● AUSGEWÄHLTER TEXTAUSZUG:
------------------------------------

Die AfD-Politiker Björn Höcke und Tino Chrupalla freuen sich am Sonntag in Sonneberg über das Ergebnis der Stichwahl zum Landratsamt.

(Foto: picture alliance/dpa)

Die Parteien haben bislang kein Rezept gegen die AfD gefunden. Grüne und CDU setzen auf längst widerlegte Strategien. Aber: Es sind die Verwerfungen, die der AfD neue Wähler zutreiben. Darin steckt auch eine gute Nachricht.

"Wir werden uns unser Land und unser Volk zurückholen", dröhnte Alexander Gauland am Abend der Bundestagswahl 2017. Knapp sechs Jahre später stellt seine AfD einen Landrat in Sonneberg, einem der kleinsten deutschen Kreise, den bislang kaum einer kannte. Weit gekommen ist die Rechtsaußenpartei also (noch) nicht.

Die AfD feiert sich trotzdem: Denn die anderen Parteien wissen vorerst nicht weiter. Wie lassen sich Bürger neu überzeugen, die aus welchem Grund auch immer in Scharen eine nachweislich rechtsextreme Partei gewählt haben?

Klar ist inzwischen nur noch, wie es nicht geht.

  • Als sich alle anderen Parteien hinter den CDU-Kandidaten stellten, hat das - anders als sonst - dieses Mal nicht für einen Sieg über den AfD-Kandidaten gereicht. Im Gegenteil: Es hat allem Anschein nach für den Mann von der AfD mobilisiert, der auch bei deutlich gestiegener Wahlbeteiligung zulegen konnte. Die Parteivorsitzende der Grünen, Ricarda Lang, will trotzdem ein noch festeres Zusammenstehen "aller demokratischen Parteien" gegen die AfD. Sie hat es nicht begriffen.

------------------------------------

● BEREITGESTELLTE DATEN:
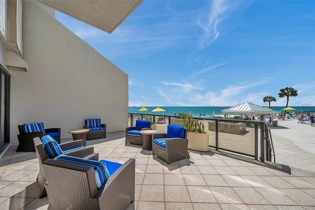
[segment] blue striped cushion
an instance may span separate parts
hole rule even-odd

------------------------------------

● AUFGABEN:
[1] Nenne alle Personen, die im Textauszug mit Vor- und Nachnamen genannt werden.
[2] Zitiere aus dem Textauszug den Abschnitt, der bei den Worten „Die AfD feiert“ einsetzt und nach den Worten „Partei gewählt haben?“ endet.

● ANTWORTEN:
[1] Björn Höcke, Tino Chrupalla, Alexander Gauland, Ricarda Lang

[2]
Die AfD feiert sich trotzdem: Denn die anderen Parteien wissen vorerst nicht weiter. Wie lassen sich Bürger neu überzeugen, die aus welchem Grund auch immer in Scharen eine nachweislich rechtsextreme Partei gewählt haben?